--- RECORDED DATA Enclosed Below ---
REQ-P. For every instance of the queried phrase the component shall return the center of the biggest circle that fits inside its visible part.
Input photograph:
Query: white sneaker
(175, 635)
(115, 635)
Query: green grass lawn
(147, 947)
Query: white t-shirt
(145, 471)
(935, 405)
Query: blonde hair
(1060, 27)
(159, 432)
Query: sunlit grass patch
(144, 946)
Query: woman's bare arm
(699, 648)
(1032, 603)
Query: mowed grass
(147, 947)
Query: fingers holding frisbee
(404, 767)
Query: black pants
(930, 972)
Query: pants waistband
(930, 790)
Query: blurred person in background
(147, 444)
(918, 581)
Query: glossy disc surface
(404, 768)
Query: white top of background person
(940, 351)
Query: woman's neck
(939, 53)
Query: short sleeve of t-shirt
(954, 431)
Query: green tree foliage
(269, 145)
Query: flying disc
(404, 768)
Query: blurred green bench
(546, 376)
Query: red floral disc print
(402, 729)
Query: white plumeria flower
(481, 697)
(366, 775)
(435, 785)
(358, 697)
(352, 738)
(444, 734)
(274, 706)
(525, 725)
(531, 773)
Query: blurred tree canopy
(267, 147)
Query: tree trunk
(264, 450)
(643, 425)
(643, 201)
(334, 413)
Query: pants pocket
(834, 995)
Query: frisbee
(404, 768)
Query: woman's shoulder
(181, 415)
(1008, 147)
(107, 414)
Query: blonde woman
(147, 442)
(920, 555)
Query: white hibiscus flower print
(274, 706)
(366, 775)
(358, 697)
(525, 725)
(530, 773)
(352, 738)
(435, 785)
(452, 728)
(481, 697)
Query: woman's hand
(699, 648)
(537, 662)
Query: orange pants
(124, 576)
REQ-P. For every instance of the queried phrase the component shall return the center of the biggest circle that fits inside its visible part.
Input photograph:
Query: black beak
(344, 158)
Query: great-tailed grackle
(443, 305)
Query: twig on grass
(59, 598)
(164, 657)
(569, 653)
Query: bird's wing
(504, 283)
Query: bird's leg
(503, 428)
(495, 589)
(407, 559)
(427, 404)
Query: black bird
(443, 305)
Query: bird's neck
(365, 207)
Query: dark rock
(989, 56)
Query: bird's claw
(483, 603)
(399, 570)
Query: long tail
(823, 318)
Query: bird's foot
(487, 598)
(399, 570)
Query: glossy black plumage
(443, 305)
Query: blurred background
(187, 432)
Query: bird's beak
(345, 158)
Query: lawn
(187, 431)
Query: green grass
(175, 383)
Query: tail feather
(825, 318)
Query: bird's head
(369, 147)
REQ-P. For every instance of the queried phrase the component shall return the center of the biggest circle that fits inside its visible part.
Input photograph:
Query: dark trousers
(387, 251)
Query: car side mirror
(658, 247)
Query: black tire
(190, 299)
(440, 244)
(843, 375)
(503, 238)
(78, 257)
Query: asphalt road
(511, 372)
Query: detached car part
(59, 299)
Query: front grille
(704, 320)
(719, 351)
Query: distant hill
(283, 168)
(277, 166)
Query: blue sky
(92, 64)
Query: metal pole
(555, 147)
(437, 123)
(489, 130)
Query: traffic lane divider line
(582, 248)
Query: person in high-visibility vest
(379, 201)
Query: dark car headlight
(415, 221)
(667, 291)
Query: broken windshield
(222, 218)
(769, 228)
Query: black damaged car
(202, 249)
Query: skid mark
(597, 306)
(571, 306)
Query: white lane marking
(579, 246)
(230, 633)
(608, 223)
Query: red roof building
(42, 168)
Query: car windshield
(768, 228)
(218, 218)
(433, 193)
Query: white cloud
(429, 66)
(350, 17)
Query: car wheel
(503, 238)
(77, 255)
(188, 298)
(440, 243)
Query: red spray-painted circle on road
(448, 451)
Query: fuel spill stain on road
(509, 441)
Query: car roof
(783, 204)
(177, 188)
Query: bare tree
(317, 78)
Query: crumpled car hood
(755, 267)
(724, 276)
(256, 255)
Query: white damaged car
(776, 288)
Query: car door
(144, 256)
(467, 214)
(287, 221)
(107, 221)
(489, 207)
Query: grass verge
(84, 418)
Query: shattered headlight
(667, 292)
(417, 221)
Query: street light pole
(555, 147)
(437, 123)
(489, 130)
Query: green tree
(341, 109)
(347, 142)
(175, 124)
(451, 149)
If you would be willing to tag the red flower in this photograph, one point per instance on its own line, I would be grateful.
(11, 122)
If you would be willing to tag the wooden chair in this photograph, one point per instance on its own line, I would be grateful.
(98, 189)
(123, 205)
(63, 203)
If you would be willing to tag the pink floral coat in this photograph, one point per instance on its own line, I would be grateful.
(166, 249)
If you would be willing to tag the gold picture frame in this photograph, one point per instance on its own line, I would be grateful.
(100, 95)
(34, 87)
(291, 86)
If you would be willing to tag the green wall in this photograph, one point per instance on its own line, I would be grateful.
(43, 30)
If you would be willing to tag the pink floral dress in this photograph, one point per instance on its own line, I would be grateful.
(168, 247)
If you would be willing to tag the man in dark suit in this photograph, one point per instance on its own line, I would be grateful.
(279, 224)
--- End of Enclosed RECORDED DATA ---
» WHAT YOU WILL DO
Copy each record from above without leaving any out.

» OUTPUT
REQ-P. For every instance of the queried phrase the component shall return the center of the biggest circle that fits inside its visible part.
Input photograph:
Query: white sneaker
(175, 635)
(115, 635)
Query: green grass lawn
(147, 947)
Query: white t-shirt
(145, 471)
(935, 405)
Query: blonde hair
(1060, 27)
(159, 432)
Query: sunlit grass patch
(144, 946)
Query: woman's bare arm
(699, 648)
(1032, 603)
Query: mowed grass
(147, 947)
Query: fingers holding frisbee
(404, 767)
Query: black pants
(930, 972)
Query: pants waistband
(930, 790)
Query: blurred person in background
(147, 444)
(918, 581)
Query: glossy disc surface
(404, 768)
Query: white top of background person
(940, 351)
Query: woman's neck
(939, 53)
Query: short sleeve of t-shirt
(954, 431)
Query: green tree foliage
(269, 145)
Query: flying disc
(404, 768)
Query: blurred green bench
(546, 376)
Query: red floral disc print
(402, 729)
Query: white plumeria flower
(481, 697)
(366, 775)
(435, 785)
(358, 697)
(352, 738)
(444, 734)
(274, 706)
(525, 725)
(531, 773)
Query: blurred tree canopy
(267, 147)
Query: tree trunk
(264, 450)
(643, 425)
(643, 201)
(334, 413)
Query: pants pocket
(834, 995)
Query: frisbee
(404, 768)
Query: woman's shoulder
(181, 415)
(1008, 147)
(107, 414)
Query: blonde woman
(147, 442)
(920, 555)
Query: white hibiscus flower print
(274, 706)
(366, 775)
(358, 697)
(525, 725)
(530, 773)
(352, 738)
(435, 785)
(452, 728)
(481, 697)
Query: woman's hand
(699, 648)
(537, 662)
Query: orange pants
(124, 576)
REQ-P. For every instance of the queried phrase the component shall return the center of the biggest circle that fits inside its visible part.
Input photograph:
Query: black beak
(344, 158)
Query: great-tailed grackle
(443, 305)
Query: twig on grass
(59, 598)
(164, 657)
(569, 653)
Query: bird's wing
(504, 283)
Query: bird's leg
(503, 428)
(495, 589)
(407, 559)
(427, 404)
Query: black bird
(443, 305)
Query: bird's neck
(365, 207)
Query: dark rock
(989, 56)
Query: bird's claw
(483, 603)
(399, 570)
Query: long tail
(823, 318)
Query: bird's foot
(487, 598)
(399, 570)
Query: glossy black plumage
(443, 305)
Query: blurred background
(187, 432)
Query: bird's beak
(345, 158)
Query: lawn
(187, 431)
Query: green grass
(175, 383)
Query: tail feather
(825, 318)
Query: bird's head
(369, 147)
REQ-P. For every instance of the queried phrase the component shall return the center of the biggest circle that fits inside its visible part.
Input photograph:
Query: dark trousers
(387, 251)
Query: car side mirror
(658, 247)
Query: black tire
(190, 299)
(440, 244)
(843, 375)
(503, 238)
(78, 257)
Query: asphalt road
(511, 372)
Query: detached car part
(59, 299)
Query: front grille
(704, 320)
(719, 351)
Query: distant hill
(283, 168)
(277, 166)
Query: blue sky
(92, 64)
Query: metal pole
(555, 147)
(437, 123)
(489, 130)
Query: traffic lane divider line
(582, 248)
Query: person in high-visibility vest
(379, 201)
Query: dark car headlight
(415, 221)
(667, 291)
Query: broken windshield
(222, 218)
(769, 228)
Query: black damaged car
(202, 249)
Query: skid mark
(597, 306)
(571, 306)
Query: white lane marking
(579, 246)
(230, 633)
(608, 223)
Query: red roof building
(42, 168)
Query: car windshield
(768, 228)
(218, 218)
(433, 193)
Query: white cloud
(429, 66)
(350, 17)
Query: car wheel
(503, 238)
(77, 255)
(188, 298)
(440, 243)
Query: red spray-painted circle on road
(448, 451)
Query: fuel spill stain on road
(509, 441)
Query: car roof
(783, 204)
(177, 188)
Query: bare tree
(317, 78)
Query: crumpled car hood
(755, 267)
(724, 276)
(256, 255)
Query: white damaged car
(776, 288)
Query: car door
(144, 256)
(467, 214)
(287, 221)
(107, 221)
(489, 207)
Query: grass verge
(84, 418)
Query: shattered headlight
(667, 292)
(417, 221)
Query: street light pole
(555, 147)
(437, 123)
(489, 130)
Query: green tree
(341, 109)
(347, 142)
(175, 124)
(451, 149)
If you would be willing to tag the red flower in this photograph, one point per instance on its own line, I would be grateful.
(11, 122)
If you would be willing to tag the wooden chair in this photograph, one point per instance on its own line, I would be grateful.
(98, 189)
(123, 205)
(63, 203)
If you would be willing to tag the pink floral coat in this photograph, one point per instance on its own line, I would be grateful.
(166, 249)
If you would be willing to tag the gold picture frame in this photograph, one point per instance on its own line, I would be grateful.
(100, 95)
(34, 87)
(291, 86)
If you would be willing to tag the green wall in this photograph, one point per instance on its own line, I would be grateful.
(43, 30)
If you would be willing to tag the pink floral dress in this photograph, one point per instance on its own line, I would be grateful.
(168, 247)
If you would be willing to tag the man in dark suit in this photograph, one point per instance on its own line, I would be grateful.
(279, 224)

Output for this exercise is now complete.